[Task input start]

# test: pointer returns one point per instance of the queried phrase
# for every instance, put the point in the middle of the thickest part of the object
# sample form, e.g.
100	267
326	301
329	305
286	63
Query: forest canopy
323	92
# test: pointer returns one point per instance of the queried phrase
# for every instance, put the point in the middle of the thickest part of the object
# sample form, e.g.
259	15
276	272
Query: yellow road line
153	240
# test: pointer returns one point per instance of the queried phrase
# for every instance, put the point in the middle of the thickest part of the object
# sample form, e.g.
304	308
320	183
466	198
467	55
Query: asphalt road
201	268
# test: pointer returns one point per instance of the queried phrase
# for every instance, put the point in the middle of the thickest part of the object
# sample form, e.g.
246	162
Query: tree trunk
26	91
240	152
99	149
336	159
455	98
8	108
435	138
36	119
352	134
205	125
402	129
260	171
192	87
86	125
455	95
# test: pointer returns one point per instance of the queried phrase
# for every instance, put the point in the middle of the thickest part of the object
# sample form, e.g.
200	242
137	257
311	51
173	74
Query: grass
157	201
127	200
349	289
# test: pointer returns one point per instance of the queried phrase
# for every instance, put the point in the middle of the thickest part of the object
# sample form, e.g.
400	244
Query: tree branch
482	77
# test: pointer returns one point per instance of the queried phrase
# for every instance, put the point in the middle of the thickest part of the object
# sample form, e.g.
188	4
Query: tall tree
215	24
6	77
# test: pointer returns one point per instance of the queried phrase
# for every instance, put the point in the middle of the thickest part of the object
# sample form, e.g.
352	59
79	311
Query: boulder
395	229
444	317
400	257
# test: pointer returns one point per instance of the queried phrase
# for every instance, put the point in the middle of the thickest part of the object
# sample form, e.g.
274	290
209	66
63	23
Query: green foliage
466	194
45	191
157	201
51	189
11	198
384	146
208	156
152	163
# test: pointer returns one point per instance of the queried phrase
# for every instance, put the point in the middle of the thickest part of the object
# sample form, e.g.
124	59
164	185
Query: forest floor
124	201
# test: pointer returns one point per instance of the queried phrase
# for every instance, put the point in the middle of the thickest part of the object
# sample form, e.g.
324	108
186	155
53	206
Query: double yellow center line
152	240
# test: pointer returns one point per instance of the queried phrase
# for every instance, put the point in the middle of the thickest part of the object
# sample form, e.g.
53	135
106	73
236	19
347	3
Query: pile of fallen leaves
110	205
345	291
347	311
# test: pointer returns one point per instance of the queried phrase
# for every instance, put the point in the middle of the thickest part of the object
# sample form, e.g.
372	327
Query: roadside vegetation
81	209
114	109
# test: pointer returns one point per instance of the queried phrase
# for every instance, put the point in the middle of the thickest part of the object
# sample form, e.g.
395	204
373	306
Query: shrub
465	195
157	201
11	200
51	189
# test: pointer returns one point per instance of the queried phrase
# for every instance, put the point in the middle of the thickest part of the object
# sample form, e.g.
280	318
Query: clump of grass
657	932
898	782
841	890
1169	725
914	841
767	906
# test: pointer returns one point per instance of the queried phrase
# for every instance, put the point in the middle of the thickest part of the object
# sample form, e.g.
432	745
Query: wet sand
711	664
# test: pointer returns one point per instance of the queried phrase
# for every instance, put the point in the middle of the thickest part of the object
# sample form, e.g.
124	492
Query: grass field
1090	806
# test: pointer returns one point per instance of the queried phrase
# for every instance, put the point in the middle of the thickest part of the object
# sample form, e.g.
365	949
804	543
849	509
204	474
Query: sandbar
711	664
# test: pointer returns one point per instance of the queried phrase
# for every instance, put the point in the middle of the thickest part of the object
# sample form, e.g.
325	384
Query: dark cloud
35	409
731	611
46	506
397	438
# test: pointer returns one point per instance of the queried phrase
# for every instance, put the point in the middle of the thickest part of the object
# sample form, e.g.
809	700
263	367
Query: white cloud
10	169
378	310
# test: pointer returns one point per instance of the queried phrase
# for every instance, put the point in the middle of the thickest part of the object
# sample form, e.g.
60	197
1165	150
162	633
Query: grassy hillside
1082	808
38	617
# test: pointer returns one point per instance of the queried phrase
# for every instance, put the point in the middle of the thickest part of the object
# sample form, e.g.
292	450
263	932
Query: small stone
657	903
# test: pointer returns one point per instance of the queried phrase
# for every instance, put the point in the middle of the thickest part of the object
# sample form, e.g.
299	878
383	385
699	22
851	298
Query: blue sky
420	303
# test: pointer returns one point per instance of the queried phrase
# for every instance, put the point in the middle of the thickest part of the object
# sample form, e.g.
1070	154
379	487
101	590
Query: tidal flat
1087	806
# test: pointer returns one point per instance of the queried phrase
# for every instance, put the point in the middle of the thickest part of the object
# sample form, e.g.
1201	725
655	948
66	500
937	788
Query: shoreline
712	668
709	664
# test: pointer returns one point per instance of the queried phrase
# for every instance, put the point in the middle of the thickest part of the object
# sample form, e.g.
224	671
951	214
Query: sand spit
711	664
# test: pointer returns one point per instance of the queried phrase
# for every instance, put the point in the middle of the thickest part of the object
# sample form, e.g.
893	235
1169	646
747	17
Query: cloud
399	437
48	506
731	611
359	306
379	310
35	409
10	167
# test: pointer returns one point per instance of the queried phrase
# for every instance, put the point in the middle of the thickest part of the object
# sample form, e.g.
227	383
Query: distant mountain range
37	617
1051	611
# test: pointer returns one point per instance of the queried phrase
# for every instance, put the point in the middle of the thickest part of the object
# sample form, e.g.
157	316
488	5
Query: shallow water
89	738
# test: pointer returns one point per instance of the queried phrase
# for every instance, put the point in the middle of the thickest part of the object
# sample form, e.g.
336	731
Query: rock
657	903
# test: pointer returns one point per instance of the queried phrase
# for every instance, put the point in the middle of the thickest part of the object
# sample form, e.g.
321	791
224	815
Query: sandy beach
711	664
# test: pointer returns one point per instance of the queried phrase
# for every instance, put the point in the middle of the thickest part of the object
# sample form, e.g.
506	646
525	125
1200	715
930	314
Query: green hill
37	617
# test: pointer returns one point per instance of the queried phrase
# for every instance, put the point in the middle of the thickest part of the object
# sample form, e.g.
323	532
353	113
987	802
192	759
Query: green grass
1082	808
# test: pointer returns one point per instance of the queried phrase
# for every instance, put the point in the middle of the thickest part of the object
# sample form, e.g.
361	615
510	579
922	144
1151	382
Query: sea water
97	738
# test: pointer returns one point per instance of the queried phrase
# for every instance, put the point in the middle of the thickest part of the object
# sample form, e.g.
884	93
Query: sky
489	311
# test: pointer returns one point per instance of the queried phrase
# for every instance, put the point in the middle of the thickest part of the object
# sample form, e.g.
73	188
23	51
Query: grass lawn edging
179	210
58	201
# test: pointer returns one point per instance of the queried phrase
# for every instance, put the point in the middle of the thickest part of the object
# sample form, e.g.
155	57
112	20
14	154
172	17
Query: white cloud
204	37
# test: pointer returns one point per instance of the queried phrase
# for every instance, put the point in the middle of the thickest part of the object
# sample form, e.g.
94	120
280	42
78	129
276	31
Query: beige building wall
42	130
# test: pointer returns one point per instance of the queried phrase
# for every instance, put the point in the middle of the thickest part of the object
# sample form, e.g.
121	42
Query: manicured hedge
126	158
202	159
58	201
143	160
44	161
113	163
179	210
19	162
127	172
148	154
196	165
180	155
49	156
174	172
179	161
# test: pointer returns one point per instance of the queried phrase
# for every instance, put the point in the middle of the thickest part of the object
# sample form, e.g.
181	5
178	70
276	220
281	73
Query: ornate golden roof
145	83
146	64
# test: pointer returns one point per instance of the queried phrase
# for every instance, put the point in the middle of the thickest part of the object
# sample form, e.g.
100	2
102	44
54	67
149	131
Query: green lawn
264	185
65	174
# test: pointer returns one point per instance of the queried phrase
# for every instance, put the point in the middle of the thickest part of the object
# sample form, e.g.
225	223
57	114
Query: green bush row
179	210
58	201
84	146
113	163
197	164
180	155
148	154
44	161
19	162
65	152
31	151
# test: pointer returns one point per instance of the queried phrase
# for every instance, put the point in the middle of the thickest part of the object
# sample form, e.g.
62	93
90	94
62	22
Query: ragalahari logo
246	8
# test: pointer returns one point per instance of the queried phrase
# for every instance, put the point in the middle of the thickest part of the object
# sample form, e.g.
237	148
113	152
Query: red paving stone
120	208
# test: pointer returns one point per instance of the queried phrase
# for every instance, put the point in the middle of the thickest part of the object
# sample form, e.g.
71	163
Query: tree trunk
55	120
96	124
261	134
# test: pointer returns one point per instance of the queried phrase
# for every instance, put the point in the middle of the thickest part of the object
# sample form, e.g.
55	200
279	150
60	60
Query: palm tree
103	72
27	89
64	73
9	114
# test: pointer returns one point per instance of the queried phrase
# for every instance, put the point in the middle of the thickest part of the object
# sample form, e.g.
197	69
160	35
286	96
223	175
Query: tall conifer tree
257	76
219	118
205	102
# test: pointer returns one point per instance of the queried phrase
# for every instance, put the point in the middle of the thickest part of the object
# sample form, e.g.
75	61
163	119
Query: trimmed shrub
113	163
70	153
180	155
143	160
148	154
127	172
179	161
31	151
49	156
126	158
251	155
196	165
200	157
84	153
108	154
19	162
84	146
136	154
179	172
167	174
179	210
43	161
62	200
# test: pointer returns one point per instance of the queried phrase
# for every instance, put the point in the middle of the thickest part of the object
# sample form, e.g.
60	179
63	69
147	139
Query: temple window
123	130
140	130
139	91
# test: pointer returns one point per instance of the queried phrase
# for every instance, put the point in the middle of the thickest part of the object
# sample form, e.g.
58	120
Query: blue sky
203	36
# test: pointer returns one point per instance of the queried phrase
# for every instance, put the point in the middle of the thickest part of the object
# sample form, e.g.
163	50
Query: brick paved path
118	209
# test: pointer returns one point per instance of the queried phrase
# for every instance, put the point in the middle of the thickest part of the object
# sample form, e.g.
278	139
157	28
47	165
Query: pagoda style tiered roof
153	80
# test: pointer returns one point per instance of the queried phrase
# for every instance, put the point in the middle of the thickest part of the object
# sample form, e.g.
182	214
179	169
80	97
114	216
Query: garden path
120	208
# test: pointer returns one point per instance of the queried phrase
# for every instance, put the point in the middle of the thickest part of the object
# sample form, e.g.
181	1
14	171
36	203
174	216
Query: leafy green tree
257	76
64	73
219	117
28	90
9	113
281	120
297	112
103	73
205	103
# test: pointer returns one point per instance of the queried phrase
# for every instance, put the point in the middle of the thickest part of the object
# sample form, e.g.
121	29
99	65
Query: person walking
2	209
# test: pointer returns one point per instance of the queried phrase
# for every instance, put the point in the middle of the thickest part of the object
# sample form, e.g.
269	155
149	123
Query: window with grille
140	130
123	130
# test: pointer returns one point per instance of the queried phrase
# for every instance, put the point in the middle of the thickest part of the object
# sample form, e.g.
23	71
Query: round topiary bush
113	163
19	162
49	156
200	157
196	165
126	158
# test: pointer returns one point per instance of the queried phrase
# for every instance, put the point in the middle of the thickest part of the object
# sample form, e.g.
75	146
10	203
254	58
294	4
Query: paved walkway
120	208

[Task input end]

=== Given instruction ===
Which lines in the data above contain the word "window"? List each of them in full.

=== Answer to this exercise ===
Query: temple window
Query: window with grille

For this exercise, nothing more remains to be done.